[Stored data]

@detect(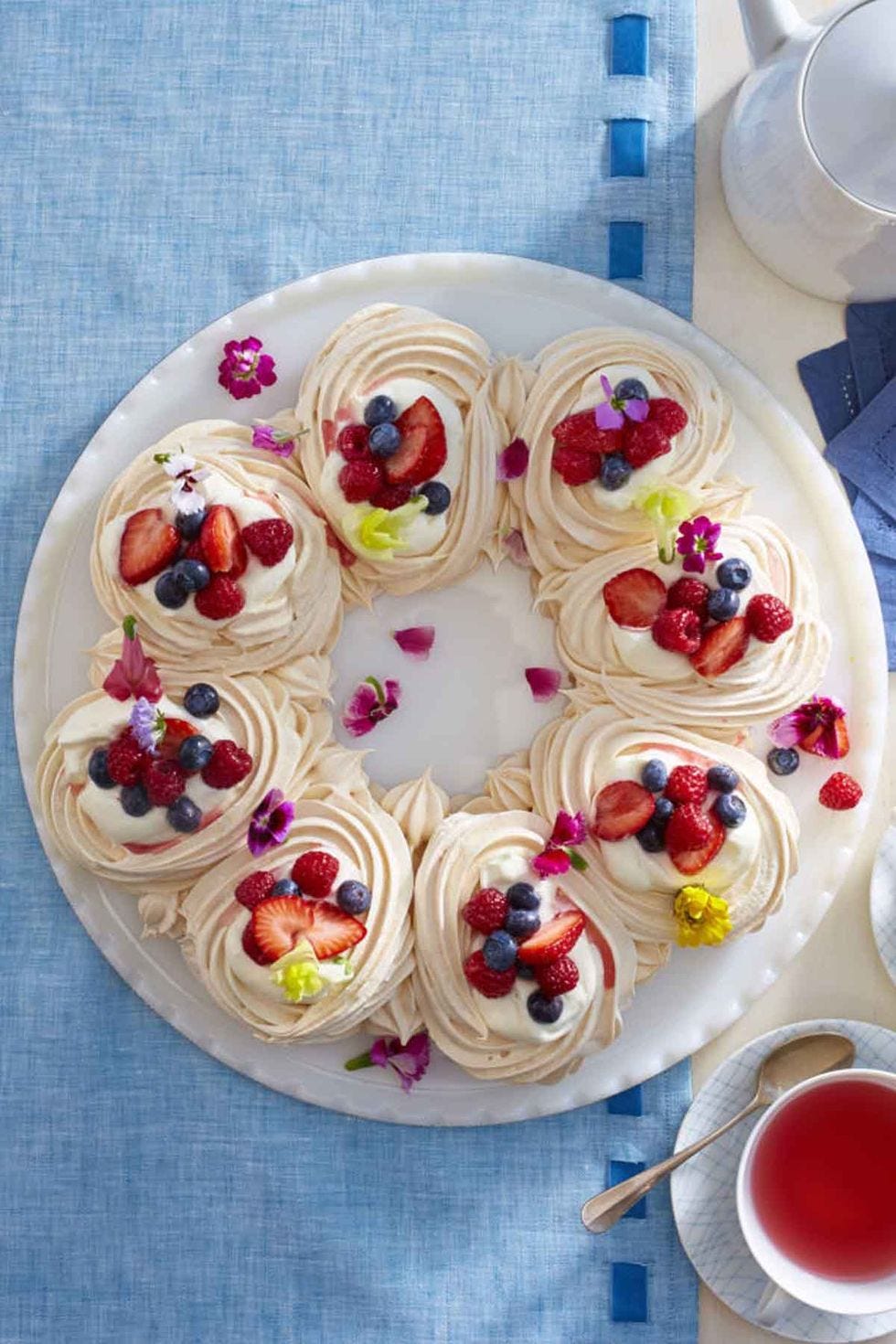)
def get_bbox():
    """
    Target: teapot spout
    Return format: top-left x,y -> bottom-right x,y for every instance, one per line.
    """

**Task details:** Please pull out each line of the records above that contains the word "every".

**Correct answer:**
    Return format: top-left x,y -> bottom-right x,y for every instance, one per line.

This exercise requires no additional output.